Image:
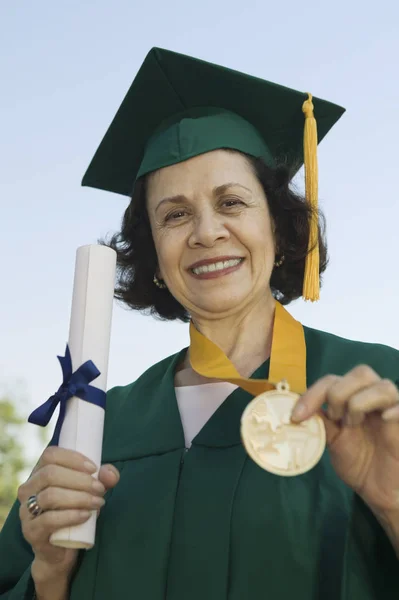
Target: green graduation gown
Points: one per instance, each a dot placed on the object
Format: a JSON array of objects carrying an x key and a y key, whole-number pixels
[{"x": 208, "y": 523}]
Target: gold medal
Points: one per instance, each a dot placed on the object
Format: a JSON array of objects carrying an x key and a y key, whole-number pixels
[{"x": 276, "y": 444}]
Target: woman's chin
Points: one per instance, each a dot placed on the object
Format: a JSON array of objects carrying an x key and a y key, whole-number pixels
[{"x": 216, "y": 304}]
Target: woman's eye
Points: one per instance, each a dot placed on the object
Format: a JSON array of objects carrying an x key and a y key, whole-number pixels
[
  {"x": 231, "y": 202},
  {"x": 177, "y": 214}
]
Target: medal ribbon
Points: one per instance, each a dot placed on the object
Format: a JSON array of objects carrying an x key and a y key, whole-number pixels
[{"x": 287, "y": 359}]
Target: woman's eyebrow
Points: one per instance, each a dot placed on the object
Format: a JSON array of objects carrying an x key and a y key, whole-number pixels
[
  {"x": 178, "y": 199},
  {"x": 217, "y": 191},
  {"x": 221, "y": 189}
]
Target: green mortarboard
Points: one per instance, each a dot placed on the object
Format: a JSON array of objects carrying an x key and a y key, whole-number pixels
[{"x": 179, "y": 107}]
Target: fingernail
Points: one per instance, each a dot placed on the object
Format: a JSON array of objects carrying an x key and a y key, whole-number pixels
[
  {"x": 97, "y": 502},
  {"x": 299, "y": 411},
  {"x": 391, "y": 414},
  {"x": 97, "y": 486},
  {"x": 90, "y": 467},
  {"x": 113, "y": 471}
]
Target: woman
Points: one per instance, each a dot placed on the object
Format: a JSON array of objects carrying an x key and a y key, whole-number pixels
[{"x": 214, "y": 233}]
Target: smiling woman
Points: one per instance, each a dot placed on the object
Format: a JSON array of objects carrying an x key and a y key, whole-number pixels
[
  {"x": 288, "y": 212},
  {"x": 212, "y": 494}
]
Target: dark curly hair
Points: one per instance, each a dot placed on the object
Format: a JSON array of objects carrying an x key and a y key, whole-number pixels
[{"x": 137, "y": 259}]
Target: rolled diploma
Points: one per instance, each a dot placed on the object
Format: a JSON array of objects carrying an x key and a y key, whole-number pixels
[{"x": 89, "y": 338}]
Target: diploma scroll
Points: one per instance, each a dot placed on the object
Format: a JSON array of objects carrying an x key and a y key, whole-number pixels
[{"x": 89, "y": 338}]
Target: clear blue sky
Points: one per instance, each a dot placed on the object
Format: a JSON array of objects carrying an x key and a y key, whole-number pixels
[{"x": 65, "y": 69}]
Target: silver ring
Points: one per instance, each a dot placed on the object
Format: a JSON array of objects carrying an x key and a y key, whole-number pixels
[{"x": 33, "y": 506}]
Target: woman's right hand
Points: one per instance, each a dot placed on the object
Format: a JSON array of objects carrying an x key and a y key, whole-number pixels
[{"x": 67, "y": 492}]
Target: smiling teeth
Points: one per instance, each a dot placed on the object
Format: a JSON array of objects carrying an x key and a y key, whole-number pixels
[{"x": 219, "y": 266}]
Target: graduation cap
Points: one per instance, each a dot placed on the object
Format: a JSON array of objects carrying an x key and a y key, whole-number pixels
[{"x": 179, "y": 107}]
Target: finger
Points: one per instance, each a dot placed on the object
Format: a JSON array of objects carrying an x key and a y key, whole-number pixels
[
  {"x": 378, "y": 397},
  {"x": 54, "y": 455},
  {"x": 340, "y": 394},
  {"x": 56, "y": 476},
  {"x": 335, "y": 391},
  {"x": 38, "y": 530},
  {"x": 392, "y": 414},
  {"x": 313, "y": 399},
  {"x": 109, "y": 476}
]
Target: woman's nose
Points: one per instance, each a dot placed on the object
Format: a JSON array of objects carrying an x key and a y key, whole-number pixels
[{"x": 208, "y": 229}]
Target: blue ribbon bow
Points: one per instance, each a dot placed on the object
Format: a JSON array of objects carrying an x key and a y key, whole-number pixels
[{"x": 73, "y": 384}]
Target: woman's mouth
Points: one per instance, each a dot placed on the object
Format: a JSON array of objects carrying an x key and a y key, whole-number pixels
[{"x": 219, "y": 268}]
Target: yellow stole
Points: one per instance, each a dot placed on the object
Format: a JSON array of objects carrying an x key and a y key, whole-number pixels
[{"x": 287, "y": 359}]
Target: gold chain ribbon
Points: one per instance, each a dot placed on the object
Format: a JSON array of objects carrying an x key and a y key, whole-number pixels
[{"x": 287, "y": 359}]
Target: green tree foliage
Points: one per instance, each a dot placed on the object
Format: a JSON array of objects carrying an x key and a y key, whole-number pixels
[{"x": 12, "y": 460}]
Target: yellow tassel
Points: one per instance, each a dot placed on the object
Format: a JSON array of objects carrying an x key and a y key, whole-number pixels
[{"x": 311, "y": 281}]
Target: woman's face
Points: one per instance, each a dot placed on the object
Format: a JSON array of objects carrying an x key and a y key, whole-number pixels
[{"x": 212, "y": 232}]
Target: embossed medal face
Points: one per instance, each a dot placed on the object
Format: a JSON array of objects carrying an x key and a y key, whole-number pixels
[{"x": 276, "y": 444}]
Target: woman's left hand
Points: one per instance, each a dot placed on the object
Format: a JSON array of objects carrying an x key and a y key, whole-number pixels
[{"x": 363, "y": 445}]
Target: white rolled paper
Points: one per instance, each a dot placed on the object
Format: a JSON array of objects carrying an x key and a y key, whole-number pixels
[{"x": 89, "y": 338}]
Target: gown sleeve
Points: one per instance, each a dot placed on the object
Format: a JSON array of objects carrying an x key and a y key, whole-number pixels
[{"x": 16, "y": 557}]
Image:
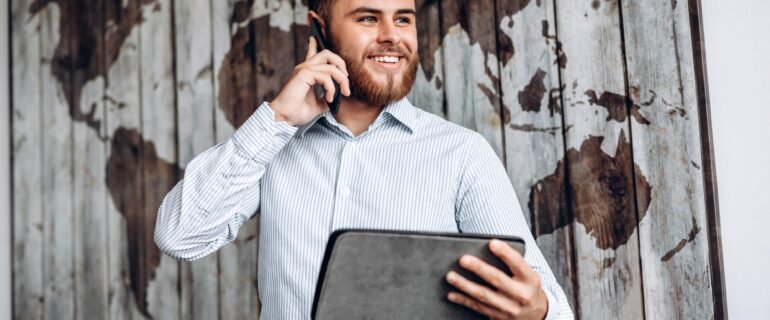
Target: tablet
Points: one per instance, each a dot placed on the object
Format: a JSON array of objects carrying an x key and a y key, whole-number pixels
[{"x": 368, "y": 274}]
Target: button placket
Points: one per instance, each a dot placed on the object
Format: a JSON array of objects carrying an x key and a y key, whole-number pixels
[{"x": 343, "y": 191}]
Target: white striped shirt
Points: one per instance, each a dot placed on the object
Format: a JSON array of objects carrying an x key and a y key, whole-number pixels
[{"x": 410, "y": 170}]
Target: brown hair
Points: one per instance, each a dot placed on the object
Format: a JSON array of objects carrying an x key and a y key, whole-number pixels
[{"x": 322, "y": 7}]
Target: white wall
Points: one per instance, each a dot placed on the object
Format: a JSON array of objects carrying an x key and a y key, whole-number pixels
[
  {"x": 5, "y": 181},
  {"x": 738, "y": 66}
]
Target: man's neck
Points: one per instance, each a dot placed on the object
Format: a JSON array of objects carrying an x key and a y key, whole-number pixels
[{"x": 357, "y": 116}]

===============

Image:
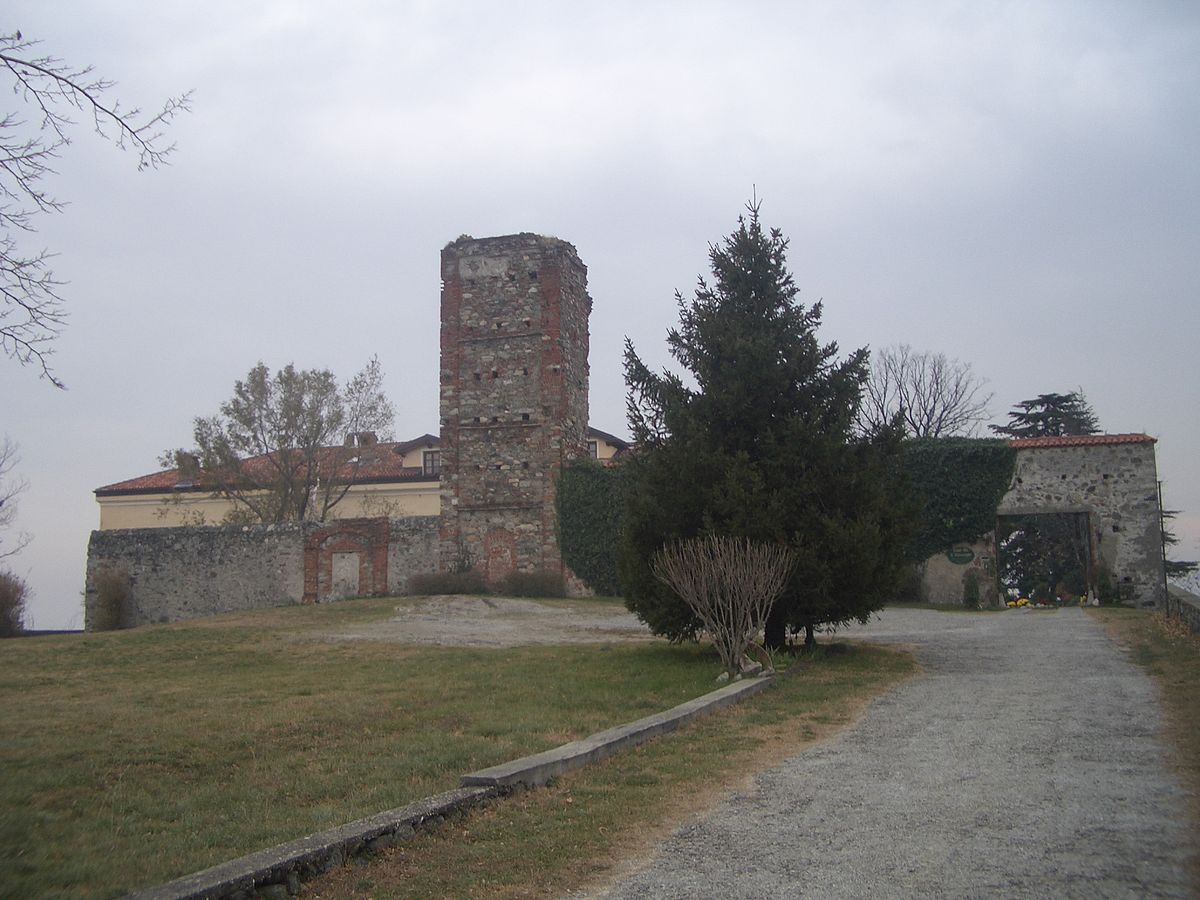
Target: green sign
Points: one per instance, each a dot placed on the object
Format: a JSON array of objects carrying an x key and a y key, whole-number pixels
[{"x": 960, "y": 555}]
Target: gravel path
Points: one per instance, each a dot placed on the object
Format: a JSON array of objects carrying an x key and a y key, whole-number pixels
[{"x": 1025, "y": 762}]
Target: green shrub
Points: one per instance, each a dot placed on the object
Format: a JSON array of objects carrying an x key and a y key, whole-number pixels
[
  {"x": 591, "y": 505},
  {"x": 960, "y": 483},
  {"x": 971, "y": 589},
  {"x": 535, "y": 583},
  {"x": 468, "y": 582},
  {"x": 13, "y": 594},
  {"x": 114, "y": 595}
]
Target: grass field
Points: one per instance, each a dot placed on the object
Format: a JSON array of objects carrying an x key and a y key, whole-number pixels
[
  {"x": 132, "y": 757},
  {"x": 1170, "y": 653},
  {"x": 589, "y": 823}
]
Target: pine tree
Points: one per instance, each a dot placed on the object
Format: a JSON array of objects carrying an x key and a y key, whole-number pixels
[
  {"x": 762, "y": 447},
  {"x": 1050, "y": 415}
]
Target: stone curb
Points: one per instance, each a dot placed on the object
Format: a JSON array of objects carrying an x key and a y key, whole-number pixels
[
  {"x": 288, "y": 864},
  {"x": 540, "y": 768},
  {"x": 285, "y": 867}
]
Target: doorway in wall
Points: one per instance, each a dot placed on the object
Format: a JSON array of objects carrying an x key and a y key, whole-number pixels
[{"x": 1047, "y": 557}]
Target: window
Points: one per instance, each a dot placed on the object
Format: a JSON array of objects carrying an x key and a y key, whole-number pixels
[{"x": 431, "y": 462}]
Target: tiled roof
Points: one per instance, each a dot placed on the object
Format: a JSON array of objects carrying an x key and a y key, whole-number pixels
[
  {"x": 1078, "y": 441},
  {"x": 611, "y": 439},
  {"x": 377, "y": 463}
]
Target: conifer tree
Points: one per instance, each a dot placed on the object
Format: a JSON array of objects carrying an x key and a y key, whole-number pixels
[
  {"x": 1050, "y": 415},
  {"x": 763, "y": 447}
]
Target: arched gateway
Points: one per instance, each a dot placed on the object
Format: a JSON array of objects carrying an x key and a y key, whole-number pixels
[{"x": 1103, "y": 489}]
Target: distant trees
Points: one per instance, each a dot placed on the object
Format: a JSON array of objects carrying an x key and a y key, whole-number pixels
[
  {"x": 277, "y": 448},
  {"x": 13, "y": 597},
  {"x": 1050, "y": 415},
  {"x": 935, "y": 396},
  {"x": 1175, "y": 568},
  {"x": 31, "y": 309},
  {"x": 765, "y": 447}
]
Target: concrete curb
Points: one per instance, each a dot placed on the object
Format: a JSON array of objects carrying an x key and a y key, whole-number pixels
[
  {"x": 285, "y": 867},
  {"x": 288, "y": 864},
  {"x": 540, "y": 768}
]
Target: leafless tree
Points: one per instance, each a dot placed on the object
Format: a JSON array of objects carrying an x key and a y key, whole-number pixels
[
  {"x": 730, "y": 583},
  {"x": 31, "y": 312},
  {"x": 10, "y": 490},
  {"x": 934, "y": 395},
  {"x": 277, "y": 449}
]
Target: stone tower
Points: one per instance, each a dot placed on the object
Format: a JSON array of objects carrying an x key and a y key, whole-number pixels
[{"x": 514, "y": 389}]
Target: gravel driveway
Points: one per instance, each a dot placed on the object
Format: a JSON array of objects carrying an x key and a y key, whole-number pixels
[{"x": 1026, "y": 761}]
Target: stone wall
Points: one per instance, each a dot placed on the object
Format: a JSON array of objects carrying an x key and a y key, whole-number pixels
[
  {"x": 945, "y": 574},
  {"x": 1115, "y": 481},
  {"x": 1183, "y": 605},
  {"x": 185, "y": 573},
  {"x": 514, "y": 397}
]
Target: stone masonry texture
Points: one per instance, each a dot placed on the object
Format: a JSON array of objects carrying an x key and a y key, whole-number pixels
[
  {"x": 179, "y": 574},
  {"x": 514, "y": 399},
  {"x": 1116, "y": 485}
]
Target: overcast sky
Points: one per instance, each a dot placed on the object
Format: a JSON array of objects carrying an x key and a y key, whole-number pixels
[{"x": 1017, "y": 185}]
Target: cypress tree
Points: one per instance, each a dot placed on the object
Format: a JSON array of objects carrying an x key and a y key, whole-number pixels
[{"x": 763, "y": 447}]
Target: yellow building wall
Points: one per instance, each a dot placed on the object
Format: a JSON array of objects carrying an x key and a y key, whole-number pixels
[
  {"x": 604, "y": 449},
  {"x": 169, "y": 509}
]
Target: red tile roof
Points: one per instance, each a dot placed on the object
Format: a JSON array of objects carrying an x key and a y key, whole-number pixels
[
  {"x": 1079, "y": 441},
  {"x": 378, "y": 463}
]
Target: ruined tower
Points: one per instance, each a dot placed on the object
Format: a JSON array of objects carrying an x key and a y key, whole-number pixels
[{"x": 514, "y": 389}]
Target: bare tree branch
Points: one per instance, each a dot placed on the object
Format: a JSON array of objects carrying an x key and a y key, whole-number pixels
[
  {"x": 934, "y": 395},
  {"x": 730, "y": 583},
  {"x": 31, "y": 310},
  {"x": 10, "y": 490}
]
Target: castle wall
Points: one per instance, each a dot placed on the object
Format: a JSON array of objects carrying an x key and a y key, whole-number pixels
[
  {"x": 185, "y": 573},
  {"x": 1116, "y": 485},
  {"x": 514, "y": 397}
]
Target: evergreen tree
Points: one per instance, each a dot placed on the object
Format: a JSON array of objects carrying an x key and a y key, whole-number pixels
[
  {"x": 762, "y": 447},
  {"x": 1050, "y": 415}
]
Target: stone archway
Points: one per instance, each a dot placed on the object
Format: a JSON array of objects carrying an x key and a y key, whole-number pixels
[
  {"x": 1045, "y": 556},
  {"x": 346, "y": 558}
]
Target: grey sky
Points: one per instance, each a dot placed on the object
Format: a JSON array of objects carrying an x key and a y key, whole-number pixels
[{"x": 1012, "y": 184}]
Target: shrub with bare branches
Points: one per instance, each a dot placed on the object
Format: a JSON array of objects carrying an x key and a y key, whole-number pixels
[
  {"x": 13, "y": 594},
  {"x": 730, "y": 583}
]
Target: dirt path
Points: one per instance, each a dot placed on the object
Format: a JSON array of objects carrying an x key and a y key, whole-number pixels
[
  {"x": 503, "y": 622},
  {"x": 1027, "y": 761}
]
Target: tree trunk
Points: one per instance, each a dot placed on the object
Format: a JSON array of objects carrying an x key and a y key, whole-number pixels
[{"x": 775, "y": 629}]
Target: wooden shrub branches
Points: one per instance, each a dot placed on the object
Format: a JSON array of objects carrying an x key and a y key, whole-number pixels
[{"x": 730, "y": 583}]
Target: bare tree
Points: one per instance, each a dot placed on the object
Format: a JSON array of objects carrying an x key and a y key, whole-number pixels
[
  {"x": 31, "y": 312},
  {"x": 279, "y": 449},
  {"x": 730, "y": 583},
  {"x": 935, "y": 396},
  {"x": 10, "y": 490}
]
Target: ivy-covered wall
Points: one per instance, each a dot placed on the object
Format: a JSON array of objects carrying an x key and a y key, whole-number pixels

===============

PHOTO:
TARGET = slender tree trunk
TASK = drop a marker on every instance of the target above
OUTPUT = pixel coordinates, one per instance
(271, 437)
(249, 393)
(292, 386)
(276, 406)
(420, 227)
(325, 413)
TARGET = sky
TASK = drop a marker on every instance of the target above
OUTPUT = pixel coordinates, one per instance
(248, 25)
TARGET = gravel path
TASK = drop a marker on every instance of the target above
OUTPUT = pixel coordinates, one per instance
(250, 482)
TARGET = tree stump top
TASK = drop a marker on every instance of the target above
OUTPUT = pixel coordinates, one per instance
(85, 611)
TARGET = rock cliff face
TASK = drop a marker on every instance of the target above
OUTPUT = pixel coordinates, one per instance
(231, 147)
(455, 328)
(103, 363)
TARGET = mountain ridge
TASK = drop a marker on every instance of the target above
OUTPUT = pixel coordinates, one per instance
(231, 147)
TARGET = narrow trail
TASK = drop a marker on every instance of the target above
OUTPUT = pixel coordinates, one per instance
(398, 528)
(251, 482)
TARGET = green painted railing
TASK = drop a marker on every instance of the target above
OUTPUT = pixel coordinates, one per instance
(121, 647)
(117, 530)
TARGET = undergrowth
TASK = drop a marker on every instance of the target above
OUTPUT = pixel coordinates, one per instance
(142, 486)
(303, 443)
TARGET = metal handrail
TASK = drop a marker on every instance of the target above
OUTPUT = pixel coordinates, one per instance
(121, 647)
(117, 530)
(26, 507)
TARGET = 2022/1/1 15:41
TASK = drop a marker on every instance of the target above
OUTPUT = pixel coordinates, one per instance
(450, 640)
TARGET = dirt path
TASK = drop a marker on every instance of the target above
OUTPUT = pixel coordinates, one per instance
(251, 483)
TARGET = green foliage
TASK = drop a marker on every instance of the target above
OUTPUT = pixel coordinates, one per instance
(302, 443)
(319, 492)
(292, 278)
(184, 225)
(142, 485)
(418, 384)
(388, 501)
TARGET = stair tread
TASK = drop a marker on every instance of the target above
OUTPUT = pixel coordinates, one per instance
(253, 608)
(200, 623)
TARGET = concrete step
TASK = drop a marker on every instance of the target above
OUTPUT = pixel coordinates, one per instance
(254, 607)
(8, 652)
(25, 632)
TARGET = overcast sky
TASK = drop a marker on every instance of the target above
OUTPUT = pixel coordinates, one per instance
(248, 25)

===============

▸ WORK TASK: Your answer should consist of every line from the entries that holds "foliage".

▸ PROBLEM SOLUTION:
Target: green tree foliage
TARGET = green foliage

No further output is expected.